Entries provided ▸

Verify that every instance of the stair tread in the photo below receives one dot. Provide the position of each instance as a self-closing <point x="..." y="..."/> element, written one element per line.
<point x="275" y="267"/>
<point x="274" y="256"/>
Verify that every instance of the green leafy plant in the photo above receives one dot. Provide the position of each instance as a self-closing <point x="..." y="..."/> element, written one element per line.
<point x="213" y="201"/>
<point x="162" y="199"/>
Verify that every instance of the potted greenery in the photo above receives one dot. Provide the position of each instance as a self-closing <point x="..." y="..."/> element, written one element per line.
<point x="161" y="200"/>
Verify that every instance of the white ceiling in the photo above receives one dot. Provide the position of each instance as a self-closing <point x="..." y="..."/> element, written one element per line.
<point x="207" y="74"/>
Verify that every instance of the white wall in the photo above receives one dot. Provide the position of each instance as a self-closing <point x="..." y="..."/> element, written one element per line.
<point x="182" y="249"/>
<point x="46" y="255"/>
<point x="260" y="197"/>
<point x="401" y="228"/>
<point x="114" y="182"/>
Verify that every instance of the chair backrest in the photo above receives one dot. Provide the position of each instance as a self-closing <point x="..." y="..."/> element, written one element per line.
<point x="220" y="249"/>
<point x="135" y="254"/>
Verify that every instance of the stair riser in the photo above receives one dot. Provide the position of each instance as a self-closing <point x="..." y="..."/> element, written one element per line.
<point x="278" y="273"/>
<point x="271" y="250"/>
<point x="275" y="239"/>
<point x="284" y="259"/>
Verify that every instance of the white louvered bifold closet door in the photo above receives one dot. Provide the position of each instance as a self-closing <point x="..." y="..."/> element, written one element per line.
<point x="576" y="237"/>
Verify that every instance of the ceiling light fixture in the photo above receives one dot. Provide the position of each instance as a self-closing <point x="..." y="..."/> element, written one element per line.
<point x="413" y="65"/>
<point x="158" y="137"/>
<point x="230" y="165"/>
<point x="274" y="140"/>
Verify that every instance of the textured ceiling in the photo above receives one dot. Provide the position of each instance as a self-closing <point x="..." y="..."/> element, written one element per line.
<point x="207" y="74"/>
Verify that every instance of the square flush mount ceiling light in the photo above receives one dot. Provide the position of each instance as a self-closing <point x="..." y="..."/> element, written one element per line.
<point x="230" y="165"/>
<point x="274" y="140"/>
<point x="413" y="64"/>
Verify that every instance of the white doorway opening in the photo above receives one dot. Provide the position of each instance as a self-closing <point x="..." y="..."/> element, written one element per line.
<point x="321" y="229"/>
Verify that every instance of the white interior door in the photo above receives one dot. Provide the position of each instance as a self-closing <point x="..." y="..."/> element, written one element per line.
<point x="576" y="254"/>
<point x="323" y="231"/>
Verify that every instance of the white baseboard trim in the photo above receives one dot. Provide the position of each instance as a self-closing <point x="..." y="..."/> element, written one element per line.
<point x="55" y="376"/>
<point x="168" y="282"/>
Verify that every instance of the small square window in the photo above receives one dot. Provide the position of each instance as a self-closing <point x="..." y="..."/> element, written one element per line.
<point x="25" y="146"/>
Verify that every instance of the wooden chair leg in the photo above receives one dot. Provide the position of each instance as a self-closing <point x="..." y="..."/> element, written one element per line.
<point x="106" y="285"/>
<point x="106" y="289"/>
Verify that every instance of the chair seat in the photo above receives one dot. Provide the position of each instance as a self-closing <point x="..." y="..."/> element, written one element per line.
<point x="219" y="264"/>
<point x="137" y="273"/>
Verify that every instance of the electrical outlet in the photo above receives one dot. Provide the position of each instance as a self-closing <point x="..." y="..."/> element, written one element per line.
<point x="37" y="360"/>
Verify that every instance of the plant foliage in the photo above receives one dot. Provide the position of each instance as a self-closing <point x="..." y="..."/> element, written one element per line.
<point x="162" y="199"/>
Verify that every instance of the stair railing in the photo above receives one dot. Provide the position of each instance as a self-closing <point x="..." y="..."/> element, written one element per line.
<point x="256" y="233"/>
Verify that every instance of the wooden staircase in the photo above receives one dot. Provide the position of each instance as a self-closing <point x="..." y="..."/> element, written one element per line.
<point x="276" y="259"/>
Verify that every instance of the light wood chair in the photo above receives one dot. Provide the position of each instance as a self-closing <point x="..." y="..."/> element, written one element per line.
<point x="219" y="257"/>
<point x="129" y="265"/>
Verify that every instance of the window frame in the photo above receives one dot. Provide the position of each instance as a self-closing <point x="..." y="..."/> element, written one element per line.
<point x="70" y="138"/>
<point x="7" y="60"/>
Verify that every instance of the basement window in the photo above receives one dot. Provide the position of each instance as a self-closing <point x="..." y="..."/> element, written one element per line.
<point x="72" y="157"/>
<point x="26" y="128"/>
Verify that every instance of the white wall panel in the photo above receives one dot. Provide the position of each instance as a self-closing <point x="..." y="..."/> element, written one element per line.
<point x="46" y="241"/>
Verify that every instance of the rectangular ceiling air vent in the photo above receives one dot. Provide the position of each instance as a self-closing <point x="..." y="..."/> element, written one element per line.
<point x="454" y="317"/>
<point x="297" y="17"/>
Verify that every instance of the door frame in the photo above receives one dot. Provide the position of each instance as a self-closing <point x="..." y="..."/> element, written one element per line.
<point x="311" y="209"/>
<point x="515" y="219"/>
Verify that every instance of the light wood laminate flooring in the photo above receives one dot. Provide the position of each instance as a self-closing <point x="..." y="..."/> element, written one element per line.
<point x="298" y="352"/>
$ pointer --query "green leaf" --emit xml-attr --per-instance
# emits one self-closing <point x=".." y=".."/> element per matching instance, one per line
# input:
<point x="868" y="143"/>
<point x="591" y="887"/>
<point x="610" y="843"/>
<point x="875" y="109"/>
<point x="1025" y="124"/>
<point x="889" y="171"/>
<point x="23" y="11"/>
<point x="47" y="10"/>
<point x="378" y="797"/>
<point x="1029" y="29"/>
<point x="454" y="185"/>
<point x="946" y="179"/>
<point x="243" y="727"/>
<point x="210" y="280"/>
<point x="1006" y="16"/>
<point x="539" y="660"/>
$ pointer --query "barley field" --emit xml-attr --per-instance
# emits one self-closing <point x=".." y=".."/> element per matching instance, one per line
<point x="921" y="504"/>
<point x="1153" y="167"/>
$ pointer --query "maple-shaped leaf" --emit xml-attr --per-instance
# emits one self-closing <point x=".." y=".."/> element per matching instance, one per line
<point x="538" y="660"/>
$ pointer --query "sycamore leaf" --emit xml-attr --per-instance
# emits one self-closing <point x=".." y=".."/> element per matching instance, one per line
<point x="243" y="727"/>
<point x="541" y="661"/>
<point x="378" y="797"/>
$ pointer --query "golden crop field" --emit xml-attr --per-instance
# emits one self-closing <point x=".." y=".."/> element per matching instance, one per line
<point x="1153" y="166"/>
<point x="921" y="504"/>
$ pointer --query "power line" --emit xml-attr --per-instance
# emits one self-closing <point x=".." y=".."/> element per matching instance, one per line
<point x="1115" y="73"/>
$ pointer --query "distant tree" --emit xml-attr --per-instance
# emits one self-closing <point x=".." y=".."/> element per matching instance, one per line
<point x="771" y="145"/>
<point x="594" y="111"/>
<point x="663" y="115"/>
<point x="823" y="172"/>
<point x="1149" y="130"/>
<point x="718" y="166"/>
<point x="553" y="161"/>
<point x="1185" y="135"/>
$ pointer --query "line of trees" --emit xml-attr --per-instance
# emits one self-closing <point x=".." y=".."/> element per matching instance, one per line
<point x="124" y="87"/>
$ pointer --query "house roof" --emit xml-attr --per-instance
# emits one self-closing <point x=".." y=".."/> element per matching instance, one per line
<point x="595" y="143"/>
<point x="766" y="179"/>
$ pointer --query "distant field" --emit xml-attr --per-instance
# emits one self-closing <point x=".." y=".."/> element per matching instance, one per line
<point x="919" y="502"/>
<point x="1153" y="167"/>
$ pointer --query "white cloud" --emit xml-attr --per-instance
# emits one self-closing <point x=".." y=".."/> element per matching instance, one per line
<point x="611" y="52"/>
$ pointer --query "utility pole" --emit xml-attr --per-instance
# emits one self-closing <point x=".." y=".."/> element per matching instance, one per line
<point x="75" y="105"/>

Your instructions ▸ Pull out each line of the records above that contains the word "window". Case counts.

Worked answer ▸
Verify that every instance of the small square window in the photo above receives one dot. Provide the position of each instance as a self-closing <point x="..." y="..."/> element, written one element per line.
Verify that every instance of the window frame in the photo above receives one dot. Provide the position of each instance as a self-closing <point x="..." y="..."/> element, written one element per line.
Verify that every instance of the basement window in the photo above receives one dot. Provide the position of each instance as a self-closing <point x="..." y="..."/> element, written one element per line.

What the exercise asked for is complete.